--- WHAT IS NEEDED ---
Identify every line in the entries below that contains the word "person", and copy each such line. Matching is case-sensitive.

--- SOURCE RECORDS ---
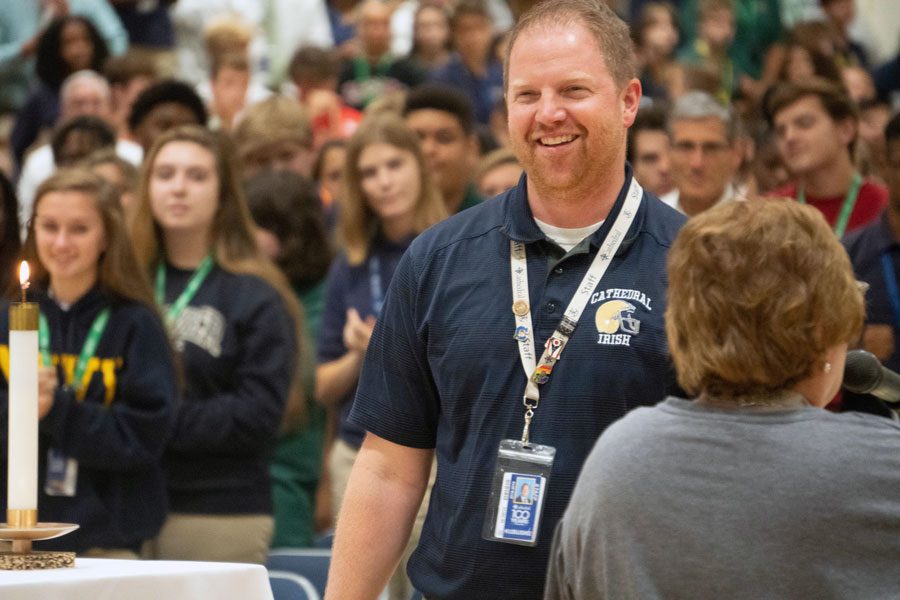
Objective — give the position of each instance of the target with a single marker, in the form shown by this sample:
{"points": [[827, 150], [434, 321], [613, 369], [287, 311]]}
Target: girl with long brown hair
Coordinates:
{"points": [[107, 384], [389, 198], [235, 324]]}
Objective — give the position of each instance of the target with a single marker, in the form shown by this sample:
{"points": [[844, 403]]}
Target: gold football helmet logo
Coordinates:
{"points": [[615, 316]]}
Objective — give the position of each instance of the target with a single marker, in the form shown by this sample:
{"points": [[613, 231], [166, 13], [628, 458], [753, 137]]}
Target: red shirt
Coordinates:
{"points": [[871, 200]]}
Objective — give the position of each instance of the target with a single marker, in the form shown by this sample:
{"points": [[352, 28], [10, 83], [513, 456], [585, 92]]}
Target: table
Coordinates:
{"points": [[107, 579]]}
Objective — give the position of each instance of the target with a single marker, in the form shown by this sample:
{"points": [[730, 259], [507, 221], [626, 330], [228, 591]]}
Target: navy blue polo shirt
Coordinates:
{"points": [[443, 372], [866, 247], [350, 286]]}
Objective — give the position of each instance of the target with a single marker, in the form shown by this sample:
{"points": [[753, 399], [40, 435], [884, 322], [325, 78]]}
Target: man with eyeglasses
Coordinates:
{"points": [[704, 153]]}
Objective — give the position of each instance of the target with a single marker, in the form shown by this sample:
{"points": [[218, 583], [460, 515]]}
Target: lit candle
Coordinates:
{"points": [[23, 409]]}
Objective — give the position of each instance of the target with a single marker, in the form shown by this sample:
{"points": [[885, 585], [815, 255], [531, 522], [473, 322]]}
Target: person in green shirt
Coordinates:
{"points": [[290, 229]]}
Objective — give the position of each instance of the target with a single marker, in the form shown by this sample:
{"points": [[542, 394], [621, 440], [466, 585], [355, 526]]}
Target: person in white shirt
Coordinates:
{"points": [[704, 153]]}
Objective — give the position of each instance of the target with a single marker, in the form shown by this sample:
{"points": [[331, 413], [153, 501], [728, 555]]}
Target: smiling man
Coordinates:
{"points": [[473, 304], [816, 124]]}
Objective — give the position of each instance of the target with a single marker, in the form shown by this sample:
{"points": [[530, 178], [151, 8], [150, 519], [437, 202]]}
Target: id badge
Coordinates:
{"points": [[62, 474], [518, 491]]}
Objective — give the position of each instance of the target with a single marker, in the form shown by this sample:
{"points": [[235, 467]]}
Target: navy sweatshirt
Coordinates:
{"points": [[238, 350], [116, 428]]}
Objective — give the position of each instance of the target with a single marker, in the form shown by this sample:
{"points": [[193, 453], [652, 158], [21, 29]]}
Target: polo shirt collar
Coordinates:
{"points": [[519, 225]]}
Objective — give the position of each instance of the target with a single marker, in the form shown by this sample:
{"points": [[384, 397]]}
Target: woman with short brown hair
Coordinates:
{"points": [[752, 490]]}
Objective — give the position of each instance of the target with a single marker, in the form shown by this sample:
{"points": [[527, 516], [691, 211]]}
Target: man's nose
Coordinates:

==

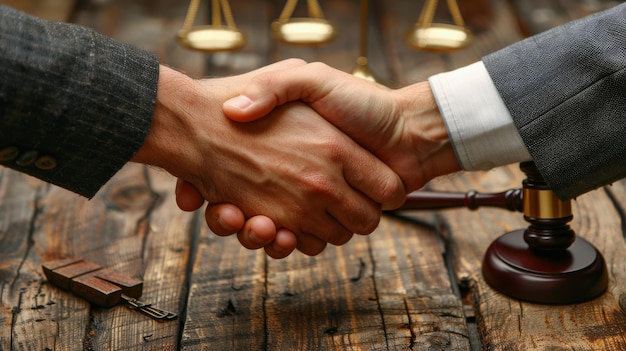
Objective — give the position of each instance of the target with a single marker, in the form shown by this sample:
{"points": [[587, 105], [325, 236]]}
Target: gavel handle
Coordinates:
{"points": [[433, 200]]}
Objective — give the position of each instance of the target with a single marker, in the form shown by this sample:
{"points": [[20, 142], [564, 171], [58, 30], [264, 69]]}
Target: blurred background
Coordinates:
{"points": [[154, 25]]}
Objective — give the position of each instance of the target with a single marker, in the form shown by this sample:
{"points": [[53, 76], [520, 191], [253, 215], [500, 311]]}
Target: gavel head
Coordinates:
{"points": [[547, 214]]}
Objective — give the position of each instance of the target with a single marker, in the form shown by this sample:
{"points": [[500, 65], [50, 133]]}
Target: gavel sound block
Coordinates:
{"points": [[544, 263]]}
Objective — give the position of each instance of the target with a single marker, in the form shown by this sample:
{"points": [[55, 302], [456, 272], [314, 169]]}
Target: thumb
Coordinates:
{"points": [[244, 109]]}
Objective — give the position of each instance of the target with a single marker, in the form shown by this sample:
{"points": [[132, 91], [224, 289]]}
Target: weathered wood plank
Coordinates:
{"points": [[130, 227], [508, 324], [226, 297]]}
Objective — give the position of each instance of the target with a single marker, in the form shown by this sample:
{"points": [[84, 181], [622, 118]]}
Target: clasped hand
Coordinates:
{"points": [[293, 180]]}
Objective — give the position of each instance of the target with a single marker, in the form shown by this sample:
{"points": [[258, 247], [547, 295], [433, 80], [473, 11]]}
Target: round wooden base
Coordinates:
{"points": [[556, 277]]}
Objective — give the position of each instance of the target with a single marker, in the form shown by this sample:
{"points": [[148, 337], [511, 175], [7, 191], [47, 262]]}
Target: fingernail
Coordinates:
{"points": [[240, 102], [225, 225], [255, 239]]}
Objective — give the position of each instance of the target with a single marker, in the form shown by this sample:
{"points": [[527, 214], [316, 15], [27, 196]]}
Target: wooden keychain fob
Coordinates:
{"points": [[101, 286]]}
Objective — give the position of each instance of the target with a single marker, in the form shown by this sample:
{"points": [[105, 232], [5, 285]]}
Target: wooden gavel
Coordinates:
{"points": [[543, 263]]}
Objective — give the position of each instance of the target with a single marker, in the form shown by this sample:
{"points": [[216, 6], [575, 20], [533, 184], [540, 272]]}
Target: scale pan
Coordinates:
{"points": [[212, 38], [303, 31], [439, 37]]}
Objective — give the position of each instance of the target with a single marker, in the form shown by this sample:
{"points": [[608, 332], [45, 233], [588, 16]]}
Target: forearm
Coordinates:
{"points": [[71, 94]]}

--- OUTPUT FOR THIS EXERCISE ---
Target: person in green shirt
Target: person in white shirt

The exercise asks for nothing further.